§ Materi yang Diberikan:
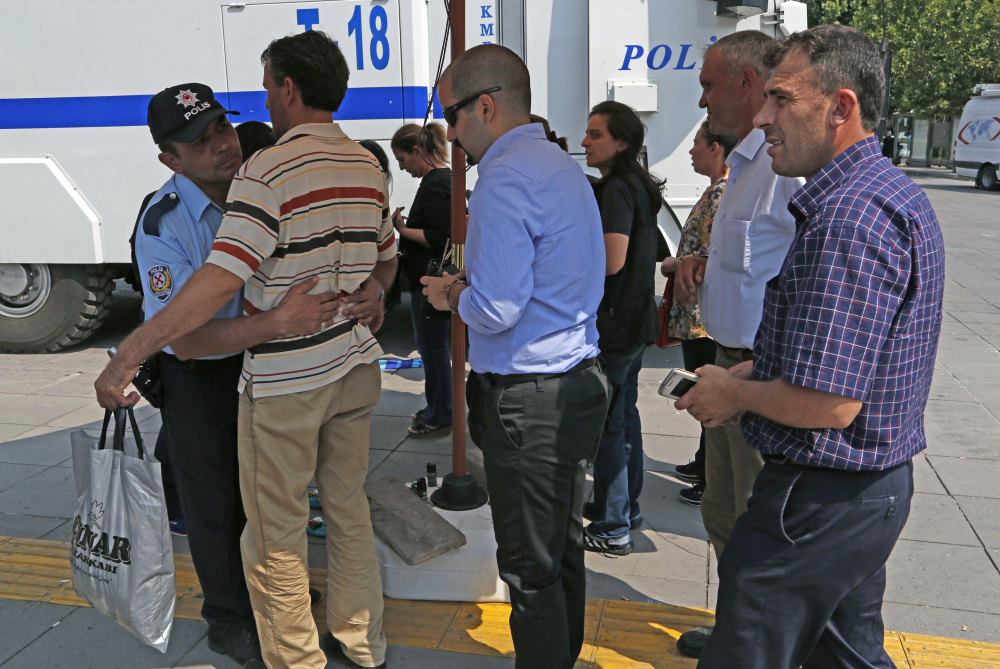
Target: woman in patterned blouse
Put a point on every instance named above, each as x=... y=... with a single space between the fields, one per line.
x=708 y=155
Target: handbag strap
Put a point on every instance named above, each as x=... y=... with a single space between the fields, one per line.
x=118 y=438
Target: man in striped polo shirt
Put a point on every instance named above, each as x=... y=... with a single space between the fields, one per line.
x=313 y=205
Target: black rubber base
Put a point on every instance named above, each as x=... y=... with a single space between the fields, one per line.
x=459 y=494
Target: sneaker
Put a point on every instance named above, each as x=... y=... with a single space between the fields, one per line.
x=241 y=646
x=590 y=513
x=691 y=495
x=693 y=642
x=688 y=473
x=177 y=528
x=602 y=545
x=335 y=653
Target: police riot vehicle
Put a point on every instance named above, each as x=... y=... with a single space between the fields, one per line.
x=76 y=156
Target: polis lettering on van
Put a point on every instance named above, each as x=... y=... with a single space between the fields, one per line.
x=660 y=56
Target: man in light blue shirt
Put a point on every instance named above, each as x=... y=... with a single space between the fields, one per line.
x=537 y=399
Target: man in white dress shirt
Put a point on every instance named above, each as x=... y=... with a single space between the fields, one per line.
x=751 y=234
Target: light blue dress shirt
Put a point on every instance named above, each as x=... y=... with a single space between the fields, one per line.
x=186 y=233
x=534 y=258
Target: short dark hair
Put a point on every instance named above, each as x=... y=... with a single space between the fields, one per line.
x=489 y=65
x=742 y=49
x=254 y=136
x=168 y=146
x=841 y=57
x=315 y=63
x=625 y=125
x=727 y=142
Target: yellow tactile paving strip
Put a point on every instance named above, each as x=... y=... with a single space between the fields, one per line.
x=619 y=634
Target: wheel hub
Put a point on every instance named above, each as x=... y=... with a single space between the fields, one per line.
x=23 y=289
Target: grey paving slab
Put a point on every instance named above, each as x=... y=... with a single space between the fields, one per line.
x=408 y=466
x=646 y=589
x=28 y=381
x=78 y=386
x=954 y=577
x=201 y=654
x=938 y=518
x=50 y=493
x=30 y=527
x=961 y=429
x=43 y=445
x=13 y=474
x=925 y=479
x=425 y=658
x=984 y=515
x=21 y=623
x=85 y=638
x=970 y=476
x=936 y=621
x=38 y=410
x=11 y=430
x=663 y=510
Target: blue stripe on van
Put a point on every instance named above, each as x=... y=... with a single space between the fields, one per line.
x=384 y=102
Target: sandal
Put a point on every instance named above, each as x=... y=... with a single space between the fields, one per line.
x=316 y=527
x=424 y=431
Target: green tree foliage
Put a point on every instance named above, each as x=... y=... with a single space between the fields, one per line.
x=941 y=48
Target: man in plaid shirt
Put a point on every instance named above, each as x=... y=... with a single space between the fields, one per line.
x=841 y=371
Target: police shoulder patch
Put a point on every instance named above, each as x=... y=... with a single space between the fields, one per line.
x=161 y=284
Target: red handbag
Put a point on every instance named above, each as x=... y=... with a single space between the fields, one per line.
x=663 y=340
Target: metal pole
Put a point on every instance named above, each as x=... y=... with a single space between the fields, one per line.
x=458 y=239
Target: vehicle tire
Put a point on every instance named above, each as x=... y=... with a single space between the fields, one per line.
x=987 y=178
x=61 y=306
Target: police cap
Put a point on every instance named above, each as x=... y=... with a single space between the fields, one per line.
x=181 y=113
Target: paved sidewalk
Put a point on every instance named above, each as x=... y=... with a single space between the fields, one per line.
x=943 y=576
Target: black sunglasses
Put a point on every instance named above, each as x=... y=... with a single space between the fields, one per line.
x=449 y=113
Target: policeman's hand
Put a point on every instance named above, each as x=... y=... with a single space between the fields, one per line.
x=690 y=273
x=398 y=220
x=301 y=314
x=713 y=401
x=110 y=385
x=363 y=305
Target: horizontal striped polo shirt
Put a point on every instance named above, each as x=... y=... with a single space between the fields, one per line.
x=314 y=204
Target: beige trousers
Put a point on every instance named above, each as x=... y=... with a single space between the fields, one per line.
x=731 y=467
x=283 y=441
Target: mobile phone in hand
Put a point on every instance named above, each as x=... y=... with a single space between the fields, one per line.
x=678 y=383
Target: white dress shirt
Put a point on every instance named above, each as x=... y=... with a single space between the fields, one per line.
x=751 y=234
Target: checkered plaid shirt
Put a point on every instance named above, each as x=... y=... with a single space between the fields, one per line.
x=855 y=311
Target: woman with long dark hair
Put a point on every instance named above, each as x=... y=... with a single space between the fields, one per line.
x=423 y=153
x=629 y=198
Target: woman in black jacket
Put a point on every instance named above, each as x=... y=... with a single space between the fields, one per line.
x=423 y=153
x=629 y=199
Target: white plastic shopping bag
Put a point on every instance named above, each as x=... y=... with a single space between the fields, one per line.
x=121 y=554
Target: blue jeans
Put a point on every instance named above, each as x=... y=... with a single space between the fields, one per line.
x=433 y=335
x=618 y=463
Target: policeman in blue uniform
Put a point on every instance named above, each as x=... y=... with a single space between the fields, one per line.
x=200 y=371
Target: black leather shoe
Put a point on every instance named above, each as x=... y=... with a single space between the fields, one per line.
x=688 y=473
x=691 y=495
x=693 y=642
x=240 y=645
x=335 y=653
x=590 y=513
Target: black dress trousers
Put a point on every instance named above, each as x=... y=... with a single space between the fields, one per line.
x=537 y=437
x=200 y=410
x=802 y=578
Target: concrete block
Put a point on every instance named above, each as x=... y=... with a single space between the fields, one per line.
x=411 y=528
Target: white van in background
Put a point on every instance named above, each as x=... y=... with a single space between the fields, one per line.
x=977 y=148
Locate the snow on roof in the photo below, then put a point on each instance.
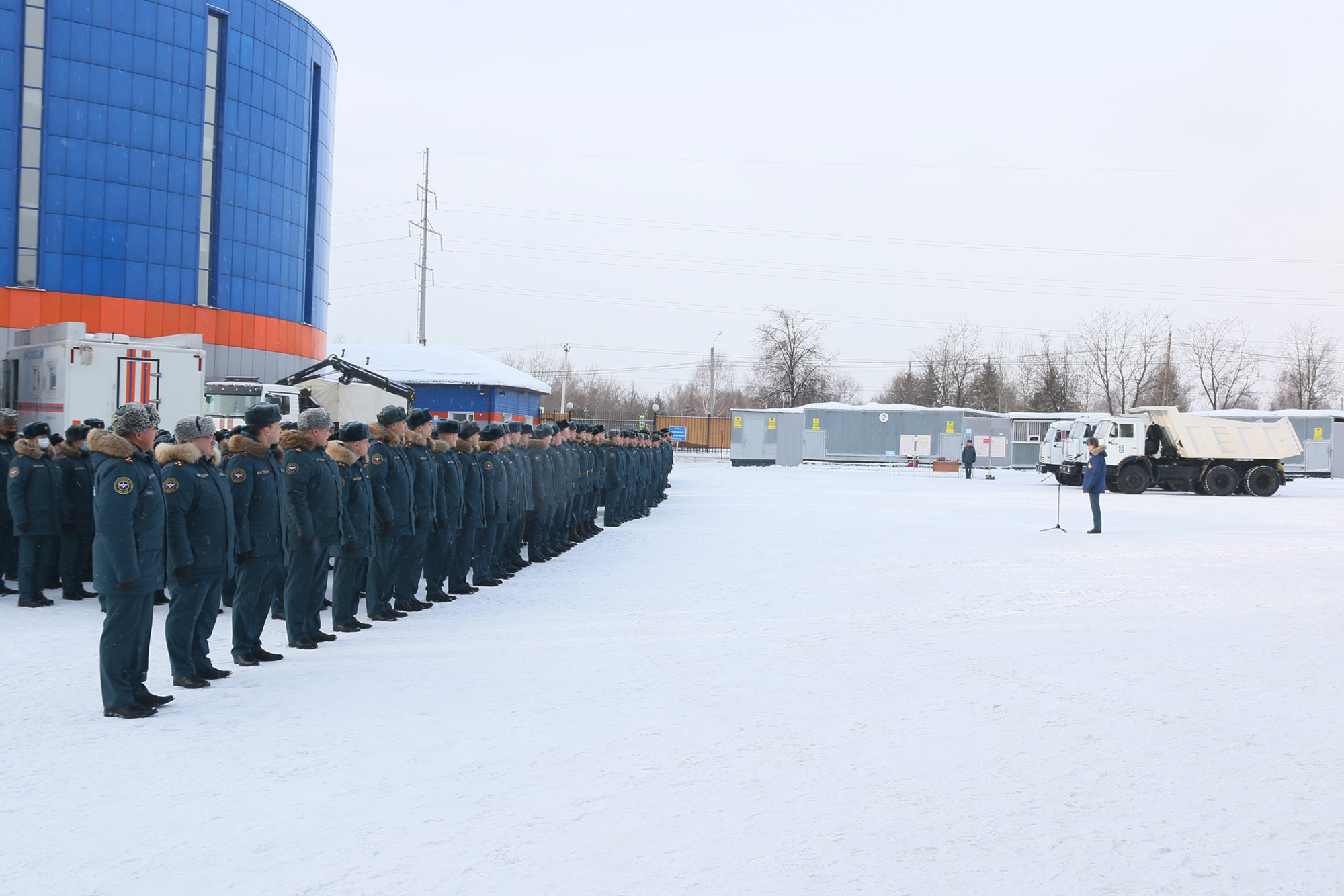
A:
(436, 363)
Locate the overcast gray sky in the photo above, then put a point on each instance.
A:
(632, 181)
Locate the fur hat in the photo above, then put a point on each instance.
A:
(193, 428)
(354, 432)
(132, 418)
(392, 414)
(315, 418)
(261, 414)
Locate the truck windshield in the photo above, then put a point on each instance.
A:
(229, 405)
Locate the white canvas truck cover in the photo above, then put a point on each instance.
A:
(1208, 437)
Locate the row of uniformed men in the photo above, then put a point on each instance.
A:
(389, 502)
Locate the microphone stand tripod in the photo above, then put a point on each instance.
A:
(1060, 494)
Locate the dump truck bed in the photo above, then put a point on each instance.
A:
(1212, 437)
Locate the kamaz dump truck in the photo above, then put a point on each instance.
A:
(1191, 453)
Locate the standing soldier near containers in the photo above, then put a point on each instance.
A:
(128, 555)
(315, 510)
(474, 508)
(428, 503)
(357, 543)
(259, 499)
(495, 504)
(200, 529)
(9, 542)
(77, 530)
(443, 543)
(392, 479)
(37, 506)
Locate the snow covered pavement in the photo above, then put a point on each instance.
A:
(812, 680)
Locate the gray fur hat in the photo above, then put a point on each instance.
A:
(193, 428)
(315, 418)
(132, 418)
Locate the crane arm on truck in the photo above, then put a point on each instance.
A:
(350, 374)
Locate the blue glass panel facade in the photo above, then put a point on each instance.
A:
(122, 158)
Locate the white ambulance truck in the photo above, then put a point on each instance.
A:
(61, 374)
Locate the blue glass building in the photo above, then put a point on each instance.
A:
(166, 167)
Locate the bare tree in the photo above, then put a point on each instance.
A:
(1221, 363)
(1122, 353)
(792, 367)
(1308, 369)
(954, 361)
(1050, 381)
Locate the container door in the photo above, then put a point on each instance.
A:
(138, 378)
(814, 445)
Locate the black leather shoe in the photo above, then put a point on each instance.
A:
(130, 711)
(153, 699)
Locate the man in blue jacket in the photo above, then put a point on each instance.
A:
(317, 508)
(358, 530)
(128, 555)
(259, 498)
(77, 529)
(1095, 482)
(200, 529)
(37, 506)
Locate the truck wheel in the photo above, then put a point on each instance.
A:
(1261, 482)
(1221, 480)
(1132, 480)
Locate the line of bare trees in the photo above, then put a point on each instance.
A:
(1122, 359)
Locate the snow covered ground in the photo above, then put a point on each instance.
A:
(810, 680)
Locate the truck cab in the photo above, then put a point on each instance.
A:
(228, 401)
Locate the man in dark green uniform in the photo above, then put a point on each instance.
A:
(128, 555)
(392, 479)
(200, 530)
(315, 508)
(259, 499)
(358, 530)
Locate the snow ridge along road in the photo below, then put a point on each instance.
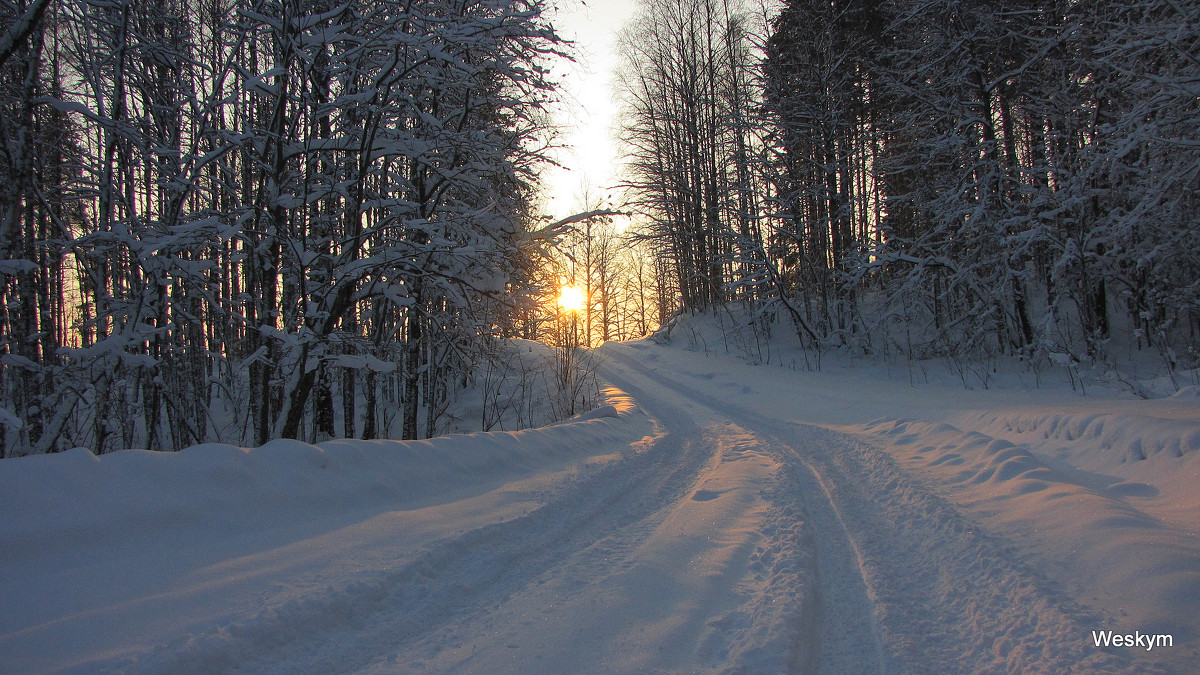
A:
(901, 580)
(691, 525)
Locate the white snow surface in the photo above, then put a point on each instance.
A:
(713, 517)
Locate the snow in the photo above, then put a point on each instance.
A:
(709, 517)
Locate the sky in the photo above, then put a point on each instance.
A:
(587, 115)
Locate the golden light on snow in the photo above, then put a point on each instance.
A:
(571, 299)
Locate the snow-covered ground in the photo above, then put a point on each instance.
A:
(712, 517)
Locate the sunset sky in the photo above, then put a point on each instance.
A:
(588, 113)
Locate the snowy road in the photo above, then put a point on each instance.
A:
(711, 519)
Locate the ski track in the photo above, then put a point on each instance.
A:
(905, 581)
(725, 542)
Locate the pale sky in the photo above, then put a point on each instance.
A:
(588, 113)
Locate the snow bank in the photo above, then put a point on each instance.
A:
(57, 501)
(100, 554)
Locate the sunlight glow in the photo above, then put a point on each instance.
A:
(571, 299)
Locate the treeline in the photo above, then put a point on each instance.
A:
(239, 220)
(930, 177)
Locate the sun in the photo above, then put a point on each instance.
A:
(571, 298)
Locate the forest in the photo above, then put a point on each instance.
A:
(919, 179)
(240, 220)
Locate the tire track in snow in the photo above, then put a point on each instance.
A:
(837, 627)
(943, 595)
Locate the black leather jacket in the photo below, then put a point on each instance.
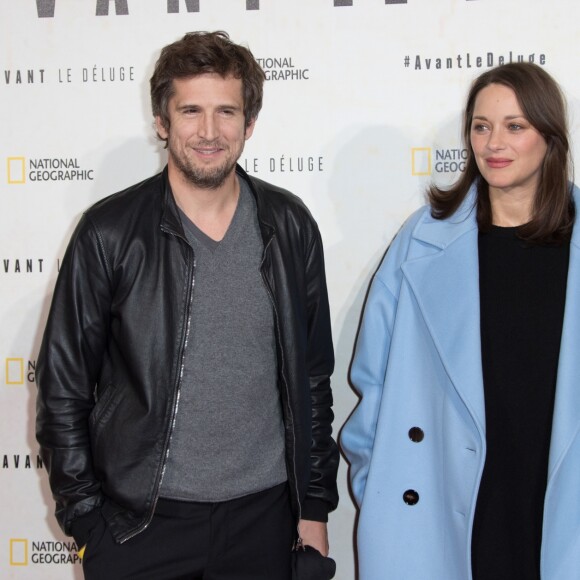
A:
(108, 372)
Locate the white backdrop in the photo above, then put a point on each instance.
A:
(361, 111)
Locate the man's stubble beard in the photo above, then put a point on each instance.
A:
(212, 178)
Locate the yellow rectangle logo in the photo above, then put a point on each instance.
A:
(421, 160)
(14, 371)
(18, 552)
(16, 167)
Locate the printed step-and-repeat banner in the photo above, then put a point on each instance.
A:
(362, 110)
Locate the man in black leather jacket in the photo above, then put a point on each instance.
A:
(184, 401)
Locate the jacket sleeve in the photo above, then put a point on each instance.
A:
(367, 376)
(322, 494)
(68, 369)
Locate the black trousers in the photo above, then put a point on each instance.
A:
(249, 538)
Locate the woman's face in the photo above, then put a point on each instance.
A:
(508, 150)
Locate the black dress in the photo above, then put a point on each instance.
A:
(522, 298)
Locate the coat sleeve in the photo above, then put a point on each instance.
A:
(322, 494)
(369, 368)
(68, 369)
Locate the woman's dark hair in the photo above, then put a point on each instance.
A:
(543, 105)
(200, 53)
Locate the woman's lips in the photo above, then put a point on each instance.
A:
(496, 163)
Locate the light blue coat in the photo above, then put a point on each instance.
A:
(418, 364)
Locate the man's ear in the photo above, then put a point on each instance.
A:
(250, 128)
(160, 128)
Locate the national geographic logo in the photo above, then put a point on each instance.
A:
(283, 69)
(21, 462)
(425, 160)
(19, 170)
(24, 552)
(19, 371)
(284, 164)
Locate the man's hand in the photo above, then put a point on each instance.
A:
(314, 534)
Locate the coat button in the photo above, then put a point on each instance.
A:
(416, 434)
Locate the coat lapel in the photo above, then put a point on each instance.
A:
(444, 277)
(566, 422)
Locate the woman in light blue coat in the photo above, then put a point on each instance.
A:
(464, 449)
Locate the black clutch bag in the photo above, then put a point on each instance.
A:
(310, 564)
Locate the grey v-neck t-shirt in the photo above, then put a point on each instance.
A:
(228, 438)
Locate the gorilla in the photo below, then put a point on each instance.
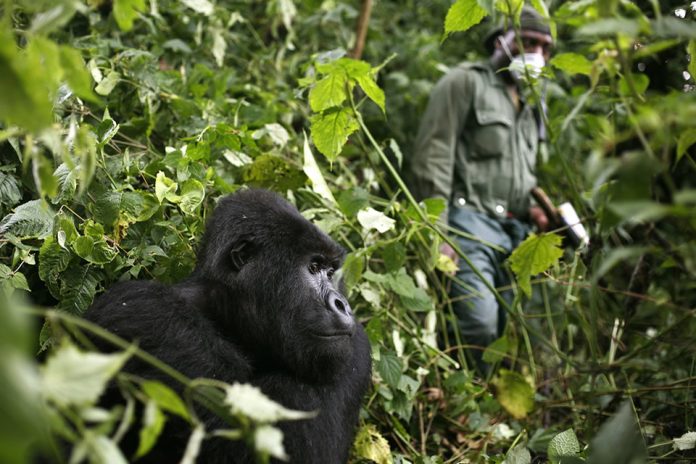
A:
(261, 307)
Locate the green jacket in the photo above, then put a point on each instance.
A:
(473, 148)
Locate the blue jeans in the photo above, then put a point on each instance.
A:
(480, 317)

§ Uraian Tugas: Salin ulang tanpa perubahan bagian materi di atas mulai dari baris yang memuat "Target: black dress trousers" sampai baris yang memuat "x=977 y=148", termasuk kedua baris tersebut.

§ Jawaban Lengkap:
Target: black dress trousers
Put a point on every instance named above, each as x=... y=... with a single space between the fields, one per line.
x=537 y=437
x=200 y=410
x=802 y=578
Target: concrete block
Put a point on every instance named above, each as x=... y=... with a single space between the fields, one per line.
x=411 y=528
Target: white van in background
Put a point on every instance named above, each as x=... y=... with a single space between the fields, one per line.
x=977 y=148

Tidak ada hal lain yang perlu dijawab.